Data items
------------------------------------------------------------------------
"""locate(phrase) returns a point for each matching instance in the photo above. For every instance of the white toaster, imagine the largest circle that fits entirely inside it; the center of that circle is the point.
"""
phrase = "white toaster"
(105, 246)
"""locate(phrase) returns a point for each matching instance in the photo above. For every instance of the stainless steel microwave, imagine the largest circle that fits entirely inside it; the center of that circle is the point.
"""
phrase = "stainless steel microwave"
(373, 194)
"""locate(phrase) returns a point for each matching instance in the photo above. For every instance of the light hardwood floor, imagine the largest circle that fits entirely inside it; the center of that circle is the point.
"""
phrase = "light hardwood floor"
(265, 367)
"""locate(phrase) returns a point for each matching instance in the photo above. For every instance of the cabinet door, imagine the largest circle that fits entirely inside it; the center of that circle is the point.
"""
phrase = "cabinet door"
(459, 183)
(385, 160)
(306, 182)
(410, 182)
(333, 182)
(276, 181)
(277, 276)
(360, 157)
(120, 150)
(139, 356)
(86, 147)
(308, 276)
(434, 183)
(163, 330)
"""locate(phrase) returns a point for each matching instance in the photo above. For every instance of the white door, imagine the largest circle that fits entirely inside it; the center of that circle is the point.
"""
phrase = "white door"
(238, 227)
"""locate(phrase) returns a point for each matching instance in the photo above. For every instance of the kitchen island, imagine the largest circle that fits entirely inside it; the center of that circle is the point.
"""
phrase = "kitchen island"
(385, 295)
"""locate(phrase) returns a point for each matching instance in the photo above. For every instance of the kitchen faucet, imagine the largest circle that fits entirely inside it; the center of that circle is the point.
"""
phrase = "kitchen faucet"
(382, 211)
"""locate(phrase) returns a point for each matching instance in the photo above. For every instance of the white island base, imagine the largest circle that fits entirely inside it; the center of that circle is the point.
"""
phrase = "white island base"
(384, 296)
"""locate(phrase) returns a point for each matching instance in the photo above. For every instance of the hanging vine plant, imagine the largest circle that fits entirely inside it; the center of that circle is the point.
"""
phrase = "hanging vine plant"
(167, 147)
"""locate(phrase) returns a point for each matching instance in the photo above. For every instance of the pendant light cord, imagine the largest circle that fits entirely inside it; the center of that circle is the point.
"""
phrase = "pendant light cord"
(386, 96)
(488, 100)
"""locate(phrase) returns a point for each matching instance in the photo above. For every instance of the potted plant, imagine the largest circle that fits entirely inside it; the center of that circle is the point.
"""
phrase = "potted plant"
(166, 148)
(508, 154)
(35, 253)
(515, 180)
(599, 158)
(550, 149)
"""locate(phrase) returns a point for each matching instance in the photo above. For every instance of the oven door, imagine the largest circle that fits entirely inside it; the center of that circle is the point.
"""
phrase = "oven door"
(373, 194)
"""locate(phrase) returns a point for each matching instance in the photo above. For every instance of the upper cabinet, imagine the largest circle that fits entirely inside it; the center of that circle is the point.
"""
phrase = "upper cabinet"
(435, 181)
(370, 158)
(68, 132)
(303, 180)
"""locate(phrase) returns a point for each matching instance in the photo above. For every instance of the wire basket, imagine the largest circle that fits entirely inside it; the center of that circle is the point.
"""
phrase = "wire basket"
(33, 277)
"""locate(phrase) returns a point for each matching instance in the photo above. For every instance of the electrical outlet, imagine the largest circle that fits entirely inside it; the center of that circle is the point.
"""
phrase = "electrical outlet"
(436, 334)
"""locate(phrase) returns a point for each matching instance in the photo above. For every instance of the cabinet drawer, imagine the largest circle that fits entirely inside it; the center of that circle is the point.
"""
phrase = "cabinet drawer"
------------------------------------------------------------------------
### Written exercise
Can you write out all the rows above again with each "largest circle" renamed to "biggest circle" and nothing else altered?

### Solution below
"""locate(phrase) returns a point for each matching instance in the photo above. For every instance of the white toaster, imagine the biggest circle that fits entirely inside it; the center of that circle is the point.
"""
phrase = "white toaster"
(105, 246)
"""locate(phrase) returns a point for each matching instance in the photo above. For every instance of the stainless steel microwave, imagine the biggest circle that fits entirely inside it; the center of that circle is the point.
"""
phrase = "stainless steel microwave"
(373, 194)
"""locate(phrase) returns a point for each matching instance in the photo above. For every instance of the light hardwood floor, imagine the biggest circle that fits entirely inside it; the center of that circle is the point.
"""
phrase = "light hardwood floor"
(265, 367)
"""locate(phrase) returns a point for each matching instance in the photo above. For every instance of the cabinet door, imagine the biggest circle that fits entirely inside it; the center of that circle is the point.
"""
phrase = "cabinet door"
(459, 183)
(385, 160)
(306, 182)
(410, 182)
(333, 182)
(276, 181)
(277, 276)
(360, 157)
(120, 150)
(139, 356)
(86, 147)
(308, 276)
(434, 183)
(163, 330)
"""locate(phrase) returns a point for each matching instance in the photo above. For every instance of the white door, imagine the biggest circle that fits entirely inside it; the center of that circle is the point.
"""
phrase = "white door"
(238, 227)
"""locate(phrase) returns a point for each matching instance in the photo above. For every instance of the kitchen island, imagine the biggest circle that fits entirely inside it; the center of that circle is the point.
"""
phrase = "kitchen island"
(385, 295)
"""locate(phrase) returns a point for each matching instance in the photo above. For every instance of the kitchen faucet, imagine the biggest circle that fits entirely inside it; the center of that circle is the point.
"""
phrase = "kitchen faucet"
(382, 211)
"""locate(phrase) returns a point for each matching instance in the photo above. For every instance of the white island base, imagine the biggest circle that fits entirely inside it; the center of that circle is the point.
"""
phrase = "white island base"
(384, 296)
"""locate(phrase) returns a point for each matching instance in the photo above. For every instance of the hanging vine plant, imagine the biggest circle that fits entirely inside it; the center of that circle is the point.
"""
phrase = "hanging vine plant"
(167, 147)
"""locate(phrase) returns a point for each matching instance in the photo above. For every instance of the pendant light cord, imagine the biggest circle that fits entirely inside it; the center of that circle is the point.
"""
phrase = "pendant light cord"
(386, 96)
(488, 100)
"""locate(phrase) returns a point for each matching instance in the photo above. For every instance of the potted plant, imagine the biggest circle that fits entirely inside it; the center of that circle is the point.
"""
phrase = "potted plant"
(166, 148)
(508, 154)
(35, 253)
(515, 180)
(599, 158)
(550, 149)
"""locate(phrase) returns a point for each matching instance in the photo above. For every instance of the oven door, imagine the biggest circle that fits entirely inside it; the center of that circle is the point.
"""
phrase = "oven door"
(373, 194)
"""locate(phrase) returns a point for each matching instance in the photo above. For every instance of the upper cabinet, imagine the biggest circle that fits entirely inside it; the center of that circle is the point.
"""
phrase = "upper cabinet"
(435, 181)
(370, 158)
(68, 132)
(303, 180)
"""locate(phrase) returns a point for each matching instance in the photo above. For every instance of the wire basket, imagine the biggest circle that fits entirely inside it; the center of that circle is the point.
"""
phrase = "wire basket"
(33, 277)
"""locate(phrase) returns a point for each matching instance in the photo above. For every instance of the electrical outlet, imagine the biggest circle that fits entirely inside it; the center of that circle is the point.
"""
phrase = "electrical outlet"
(436, 334)
"""locate(phrase) returns a point for each matching instance in the photo above. For every instance of the cabinet drawer, imagine the biggest circle that fits entirely inside it; the center of that circle is the point.
"""
phrase = "cabinet drawer"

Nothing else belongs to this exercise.